The resort and its hinterland is a prime example of the problem.

A decade ago there were virtually no commercial planes used the area because of the closeness of Bentwaters and Woodbridge air bases.

Today dozens fly over every hour, day and night. Some residents have expressed concern about noise and how low the jetliners are flying – some say at night you can clearly see cabin and fuselage lights.

The situation for everyone is set to get worse with the government intent on increasing air traffic three-fold in the next 20 years.

Felixstowe is not the only Suffolk community affected by the problem.

With Stansted set to be expanded again, there are fears that flight paths will increase and south and east Suffolk will be used as a stacking area.

Families in the Sudbury area are already calling for action and have enlisted the help of South Suffolk MP Tim Yeo.

North Ipswich residents are worried about the prospect of hundreds of planes stacking over them.

A spokeswoman for the CAA said a number of communities had expressed concern about the growing amount of air traffic.

She said the authority would be prepared to answer the Evening Star's questions or to direct the newspaper to appropriate bodies if any of the issues were not those dealt with by the CAA.

n What do you think of the number of planes in our skies – and the noise and air pollution they cause? Write to Your Letters, Evening Star, 30 Lower Brook Street, Ipswich, IP4 1AN, or e-mail


1 What is the role of the Civil Aviation Authority?

2 How many commercial planes are crossing Suffolk daily on flights to or from UK airports and foreign destinations?

3 In particular, how many are using the flight corridor over Felixstowe?

4 What are the proportions of day-time and night-time flights? How many are cargo planes and how many passenger flights?

5 Why has there been no public consultation over the increasing number of flights, especially over the Felixstowe peninsula?

6 Who decides how many flights can take place over an area and what issues are examined concerning the wellbeing of the population living under a flight path?

7 Why was a corridor chosen over the Felixstowe peninsula – does the Bawdsey beacon have a role to play?

8 Will there be public consultation if there is an increase in flights in future?

9 Which UK airports are the planes flying to and from and which countries are they travelling to and from?

10 At what height are these aircraft flying?

11 If there is an increase in the number of planes – as is expected in the government's White Paper – will they be allowed to fly lower, and, if so, at what height?

▶ Given records
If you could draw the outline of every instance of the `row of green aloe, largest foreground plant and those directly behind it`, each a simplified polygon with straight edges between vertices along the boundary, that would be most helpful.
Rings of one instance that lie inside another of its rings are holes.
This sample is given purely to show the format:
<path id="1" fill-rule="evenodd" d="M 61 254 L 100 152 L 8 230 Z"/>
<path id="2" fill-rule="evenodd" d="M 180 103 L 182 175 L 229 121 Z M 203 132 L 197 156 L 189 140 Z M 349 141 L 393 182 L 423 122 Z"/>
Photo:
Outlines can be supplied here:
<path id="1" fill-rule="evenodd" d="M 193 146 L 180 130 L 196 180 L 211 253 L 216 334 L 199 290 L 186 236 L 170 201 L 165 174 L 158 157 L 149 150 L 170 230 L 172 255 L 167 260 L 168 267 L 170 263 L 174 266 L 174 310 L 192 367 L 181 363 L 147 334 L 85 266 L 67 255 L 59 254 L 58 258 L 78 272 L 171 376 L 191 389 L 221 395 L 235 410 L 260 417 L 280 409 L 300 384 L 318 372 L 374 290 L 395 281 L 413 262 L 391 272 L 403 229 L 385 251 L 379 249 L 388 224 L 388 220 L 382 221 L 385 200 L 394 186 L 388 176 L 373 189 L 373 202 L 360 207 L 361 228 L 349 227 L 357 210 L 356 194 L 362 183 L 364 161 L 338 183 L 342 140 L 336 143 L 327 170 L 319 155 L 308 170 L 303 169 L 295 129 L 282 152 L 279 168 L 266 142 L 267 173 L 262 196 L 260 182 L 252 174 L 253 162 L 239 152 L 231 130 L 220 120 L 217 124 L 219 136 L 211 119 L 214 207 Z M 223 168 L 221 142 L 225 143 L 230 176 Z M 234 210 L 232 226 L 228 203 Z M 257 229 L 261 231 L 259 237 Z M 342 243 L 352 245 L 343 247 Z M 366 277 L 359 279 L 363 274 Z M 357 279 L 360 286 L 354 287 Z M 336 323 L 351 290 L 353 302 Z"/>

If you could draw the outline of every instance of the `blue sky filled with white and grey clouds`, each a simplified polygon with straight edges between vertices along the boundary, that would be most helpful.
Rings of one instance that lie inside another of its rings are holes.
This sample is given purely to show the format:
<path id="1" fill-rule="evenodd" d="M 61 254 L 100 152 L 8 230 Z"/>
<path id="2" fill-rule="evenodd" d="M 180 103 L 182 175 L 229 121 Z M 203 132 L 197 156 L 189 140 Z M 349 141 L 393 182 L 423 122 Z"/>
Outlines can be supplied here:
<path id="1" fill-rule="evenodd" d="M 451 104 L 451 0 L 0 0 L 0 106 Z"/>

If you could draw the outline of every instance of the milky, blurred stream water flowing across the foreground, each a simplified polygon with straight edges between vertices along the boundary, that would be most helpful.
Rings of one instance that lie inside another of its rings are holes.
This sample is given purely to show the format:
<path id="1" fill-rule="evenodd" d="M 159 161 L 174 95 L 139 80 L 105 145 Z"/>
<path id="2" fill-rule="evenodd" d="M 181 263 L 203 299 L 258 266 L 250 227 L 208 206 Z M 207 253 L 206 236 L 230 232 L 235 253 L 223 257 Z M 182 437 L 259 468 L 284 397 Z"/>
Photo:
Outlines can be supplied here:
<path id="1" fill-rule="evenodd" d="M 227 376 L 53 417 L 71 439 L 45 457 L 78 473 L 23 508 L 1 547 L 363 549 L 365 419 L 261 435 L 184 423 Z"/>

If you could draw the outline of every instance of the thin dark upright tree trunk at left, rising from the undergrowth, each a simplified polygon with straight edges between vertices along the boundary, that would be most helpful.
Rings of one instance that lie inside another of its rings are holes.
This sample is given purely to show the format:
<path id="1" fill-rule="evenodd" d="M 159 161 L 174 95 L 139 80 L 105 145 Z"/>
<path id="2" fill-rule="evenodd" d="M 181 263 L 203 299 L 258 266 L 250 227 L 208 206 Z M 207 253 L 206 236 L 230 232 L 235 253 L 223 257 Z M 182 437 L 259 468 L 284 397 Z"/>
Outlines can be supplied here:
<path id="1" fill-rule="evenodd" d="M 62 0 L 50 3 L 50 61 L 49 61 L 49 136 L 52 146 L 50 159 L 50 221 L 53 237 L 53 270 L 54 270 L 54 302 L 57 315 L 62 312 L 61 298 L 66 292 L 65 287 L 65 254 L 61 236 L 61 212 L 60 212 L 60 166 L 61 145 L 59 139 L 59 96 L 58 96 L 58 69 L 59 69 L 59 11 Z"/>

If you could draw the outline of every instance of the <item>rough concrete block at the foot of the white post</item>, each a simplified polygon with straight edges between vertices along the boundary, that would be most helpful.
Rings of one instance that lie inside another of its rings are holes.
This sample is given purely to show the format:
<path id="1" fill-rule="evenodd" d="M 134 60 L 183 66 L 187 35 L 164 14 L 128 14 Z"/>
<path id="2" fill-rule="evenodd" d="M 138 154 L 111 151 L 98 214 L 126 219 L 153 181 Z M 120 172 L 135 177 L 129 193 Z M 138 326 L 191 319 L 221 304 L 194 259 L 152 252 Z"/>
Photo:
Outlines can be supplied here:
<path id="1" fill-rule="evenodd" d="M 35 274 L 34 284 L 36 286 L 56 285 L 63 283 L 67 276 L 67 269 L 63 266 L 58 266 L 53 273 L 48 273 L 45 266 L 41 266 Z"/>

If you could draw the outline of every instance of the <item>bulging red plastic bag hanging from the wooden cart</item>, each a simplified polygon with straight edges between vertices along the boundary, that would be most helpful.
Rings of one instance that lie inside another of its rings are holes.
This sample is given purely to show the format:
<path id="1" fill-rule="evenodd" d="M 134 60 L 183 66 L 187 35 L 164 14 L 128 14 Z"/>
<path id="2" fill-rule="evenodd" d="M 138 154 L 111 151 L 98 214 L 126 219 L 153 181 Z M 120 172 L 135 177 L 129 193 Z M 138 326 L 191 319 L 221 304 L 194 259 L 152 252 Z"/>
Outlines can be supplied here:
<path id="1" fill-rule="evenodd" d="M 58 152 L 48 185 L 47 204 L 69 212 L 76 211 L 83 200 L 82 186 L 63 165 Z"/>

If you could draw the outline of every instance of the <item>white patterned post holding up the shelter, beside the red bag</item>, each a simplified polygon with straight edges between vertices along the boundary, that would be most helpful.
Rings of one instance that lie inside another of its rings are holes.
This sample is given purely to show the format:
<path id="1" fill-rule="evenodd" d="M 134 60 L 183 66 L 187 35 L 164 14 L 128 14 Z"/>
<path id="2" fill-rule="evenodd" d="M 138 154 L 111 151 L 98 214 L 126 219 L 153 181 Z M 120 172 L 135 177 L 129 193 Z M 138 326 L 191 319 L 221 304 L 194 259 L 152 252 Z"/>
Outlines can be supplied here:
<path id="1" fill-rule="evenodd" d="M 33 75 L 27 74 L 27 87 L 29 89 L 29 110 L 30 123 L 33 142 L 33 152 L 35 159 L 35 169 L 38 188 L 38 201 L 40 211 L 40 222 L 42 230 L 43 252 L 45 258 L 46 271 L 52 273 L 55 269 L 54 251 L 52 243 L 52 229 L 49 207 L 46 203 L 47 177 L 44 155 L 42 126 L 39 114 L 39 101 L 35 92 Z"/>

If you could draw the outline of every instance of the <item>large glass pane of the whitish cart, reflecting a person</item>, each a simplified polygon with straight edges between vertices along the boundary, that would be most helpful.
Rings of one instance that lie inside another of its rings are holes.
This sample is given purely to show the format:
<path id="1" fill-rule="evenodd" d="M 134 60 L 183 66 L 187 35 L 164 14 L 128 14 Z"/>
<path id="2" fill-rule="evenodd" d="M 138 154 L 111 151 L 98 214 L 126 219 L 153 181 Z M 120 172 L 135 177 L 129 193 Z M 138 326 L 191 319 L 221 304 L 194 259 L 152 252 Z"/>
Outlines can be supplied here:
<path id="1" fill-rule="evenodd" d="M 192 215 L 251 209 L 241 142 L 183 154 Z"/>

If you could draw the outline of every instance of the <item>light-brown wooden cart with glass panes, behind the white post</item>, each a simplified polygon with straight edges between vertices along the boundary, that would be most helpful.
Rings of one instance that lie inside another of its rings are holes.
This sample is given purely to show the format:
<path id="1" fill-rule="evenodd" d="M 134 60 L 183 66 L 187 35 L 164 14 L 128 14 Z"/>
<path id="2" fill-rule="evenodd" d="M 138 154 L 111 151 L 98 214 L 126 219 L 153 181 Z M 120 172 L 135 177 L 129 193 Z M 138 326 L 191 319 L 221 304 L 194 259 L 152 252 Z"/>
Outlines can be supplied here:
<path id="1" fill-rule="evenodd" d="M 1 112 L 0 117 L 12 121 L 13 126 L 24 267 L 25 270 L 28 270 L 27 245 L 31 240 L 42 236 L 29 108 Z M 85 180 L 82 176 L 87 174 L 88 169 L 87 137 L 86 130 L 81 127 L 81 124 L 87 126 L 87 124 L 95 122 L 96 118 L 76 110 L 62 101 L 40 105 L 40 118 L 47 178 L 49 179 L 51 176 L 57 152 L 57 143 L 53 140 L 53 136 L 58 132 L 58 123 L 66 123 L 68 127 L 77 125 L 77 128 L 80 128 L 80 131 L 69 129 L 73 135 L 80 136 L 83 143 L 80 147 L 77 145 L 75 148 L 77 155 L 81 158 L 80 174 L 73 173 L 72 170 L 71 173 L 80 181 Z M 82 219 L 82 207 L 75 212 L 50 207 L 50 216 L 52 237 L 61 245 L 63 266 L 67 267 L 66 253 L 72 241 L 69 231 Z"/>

▶ What this task involves
How would you say this sentence from the Suffolk air traffic article in Spanish: "North Ipswich residents are worried about the prospect of hundreds of planes stacking over them."?

▶ Expected answer
A los residentes del norte de Ipswich les preocupa la perspectiva de que cientos de aviones queden en circuito de espera sobre ellos.